**Selected extract:**
━━━━━━

Abstract:
A method and structure for an apparatus for removing metal from an integrated circuit structure is disclosed. A container holds an integrated circuit structure that has a metal portion. An electronic device connected to the container produces an electronic field proximate to a limited region of the metal portion. A first supply connected to the container supplies an oxidizing agent within the container. A solvent supply connected to the container supplies solvent to the limited region of the metal portion.

Description:
BACKGROUND OF THE INVENTION 
   1. Field of the Invention 
   The present invention generally relates to removing metal from integrated circuit (IC) structures and more particularly to an improved method that utilizes an electronic field to oxidize a limited region of metal, after which the oxidized portion of the metal is removed using a solvent. 
   2. Description of the Related Art 
   The clean milling of metal features in IC products has been, and still is, a very active field of research. More specifically, the clean removal of metal features is an active topic in research for improving today&#39;s chip repair processes. The ability to do such editing/repair is especially important in the IC chip fabrication process to permit salvage/rework of metal features. Present methods for editing metal features have limited utility because of non-volatility and subsequent re-deposition of metal after local editing is performed, usually by focused ion beam (FIB) techniques. Thus, there is a need for improved apparatus and methods that allow the clean milling of metal features anywhere in the structure of the IC (e.g., surface or deephole).

━━━━━━

**Data block:**
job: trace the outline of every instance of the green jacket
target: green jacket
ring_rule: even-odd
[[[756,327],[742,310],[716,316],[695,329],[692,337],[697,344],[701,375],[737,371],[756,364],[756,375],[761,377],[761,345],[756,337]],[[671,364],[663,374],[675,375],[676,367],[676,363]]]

━━━━━━

**What to do:**
(1) Duplicate the portion of the metal-removal text that begins at "2. Description of" and ends after "surface or deephole).".
(2) In the metal-removal text, what technique is usually used to perform local editing of metal features?

**Responses to the exercise:**
(1)
2. Description of the Related Art 
   The clean milling of metal features in IC products has been, and still is, a very active field of research. More specifically, the clean removal of metal features is an active topic in research for improving today&#39;s chip repair processes. The ability to do such editing/repair is especially important in the IC chip fabrication process to permit salvage/rework of metal features. Present methods for editing metal features have limited utility because of non-volatility and subsequent re-deposition of metal after local editing is performed, usually by focused ion beam (FIB) techniques. Thus, there is a need for improved apparatus and methods that allow the clean milling of metal features anywhere in the structure of the IC (e.g., surface or deephole).

(2) Focused ion beam (FIB) techniques.